[INPUT — start]

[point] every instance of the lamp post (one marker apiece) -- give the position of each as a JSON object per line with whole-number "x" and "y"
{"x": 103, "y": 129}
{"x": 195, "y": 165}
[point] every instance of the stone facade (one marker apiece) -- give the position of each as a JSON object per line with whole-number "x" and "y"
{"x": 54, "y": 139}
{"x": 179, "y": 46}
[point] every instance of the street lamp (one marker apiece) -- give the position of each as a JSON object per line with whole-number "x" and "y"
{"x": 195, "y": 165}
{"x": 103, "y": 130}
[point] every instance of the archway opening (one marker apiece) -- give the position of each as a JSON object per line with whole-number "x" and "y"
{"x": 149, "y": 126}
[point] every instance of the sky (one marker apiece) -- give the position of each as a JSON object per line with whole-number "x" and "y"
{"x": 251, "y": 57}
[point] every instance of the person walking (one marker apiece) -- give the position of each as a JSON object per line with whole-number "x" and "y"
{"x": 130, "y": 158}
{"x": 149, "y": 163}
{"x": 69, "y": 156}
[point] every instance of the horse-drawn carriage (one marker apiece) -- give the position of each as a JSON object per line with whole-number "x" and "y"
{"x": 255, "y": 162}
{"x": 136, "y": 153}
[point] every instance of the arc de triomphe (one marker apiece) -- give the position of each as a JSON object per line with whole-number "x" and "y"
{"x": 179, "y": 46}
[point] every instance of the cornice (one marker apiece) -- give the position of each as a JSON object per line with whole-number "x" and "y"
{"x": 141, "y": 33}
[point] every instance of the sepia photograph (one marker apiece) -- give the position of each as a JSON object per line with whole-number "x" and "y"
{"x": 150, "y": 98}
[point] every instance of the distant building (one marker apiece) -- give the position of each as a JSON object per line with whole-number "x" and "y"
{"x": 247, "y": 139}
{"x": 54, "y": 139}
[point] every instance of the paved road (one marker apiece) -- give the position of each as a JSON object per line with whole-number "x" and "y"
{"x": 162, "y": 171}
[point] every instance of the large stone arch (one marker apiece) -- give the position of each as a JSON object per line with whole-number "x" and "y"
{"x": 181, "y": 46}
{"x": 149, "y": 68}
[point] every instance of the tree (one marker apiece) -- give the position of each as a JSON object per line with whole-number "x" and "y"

[INPUT — finish]

## [WHAT YOU SHOULD DO]
In full and verbatim, transcribe the data.

## [SOLUTION TO THIS EXERCISE]
[point] every instance of the lamp post (one marker apiece) -- give the position of each as a JSON object per line with whole-number "x" and "y"
{"x": 103, "y": 129}
{"x": 195, "y": 165}
[point] every instance of the stone facade (one marker apiece) -- give the position of each as a JSON object per line with whole-number "x" and "y"
{"x": 54, "y": 139}
{"x": 179, "y": 46}
[point] every instance of the street lamp (one marker apiece) -- give the position of each as a JSON object per line with whole-number "x" and "y"
{"x": 195, "y": 165}
{"x": 103, "y": 130}
[point] every instance of the archway opening (one marker apiece) -- give the position of each as a JSON object per line with whole-number "x" and "y"
{"x": 149, "y": 126}
[point] every instance of the sky (one marker apiece) -- give the position of each as a JSON object per line with whole-number "x" and "y"
{"x": 251, "y": 57}
[point] every instance of the person walking (one marker apiece) -- give the position of each as a JSON object per line with whole-number "x" and "y"
{"x": 130, "y": 158}
{"x": 149, "y": 163}
{"x": 69, "y": 156}
[point] every instance of the horse-drawn carriage (one marker apiece) -- give the position of each as a JSON object per line with whole-number "x" and "y"
{"x": 255, "y": 162}
{"x": 136, "y": 153}
[point] every instance of the arc de triomphe (one marker apiece) -- give the position of each as a JSON object per line with whole-number "x" and "y"
{"x": 179, "y": 46}
[point] every instance of the cornice (one marker apiece) -- give the position of each as a JSON object per line with whole-number "x" and "y"
{"x": 141, "y": 33}
[point] every instance of the sepia photograph (one marker apiece) -- give the position of each as a JSON object per line with whole-number "x" and "y"
{"x": 150, "y": 98}
[point] every instance of the distant building (one marker apiece) -- give the position of each as a JSON object per line with whole-number "x" and "y"
{"x": 247, "y": 139}
{"x": 54, "y": 139}
[point] every instance of the paved road (one marker apiece) -- give the position of each as a JSON object per line with whole-number "x" and "y"
{"x": 162, "y": 171}
[point] every instance of the large stone arch (one marker apiece) -- give the position of each as a JSON object per line with whole-number "x" and "y"
{"x": 181, "y": 46}
{"x": 149, "y": 68}
[point] every instance of the tree (one marker apiece) -- give the position of each as a JSON object per line with whole-number "x" and "y"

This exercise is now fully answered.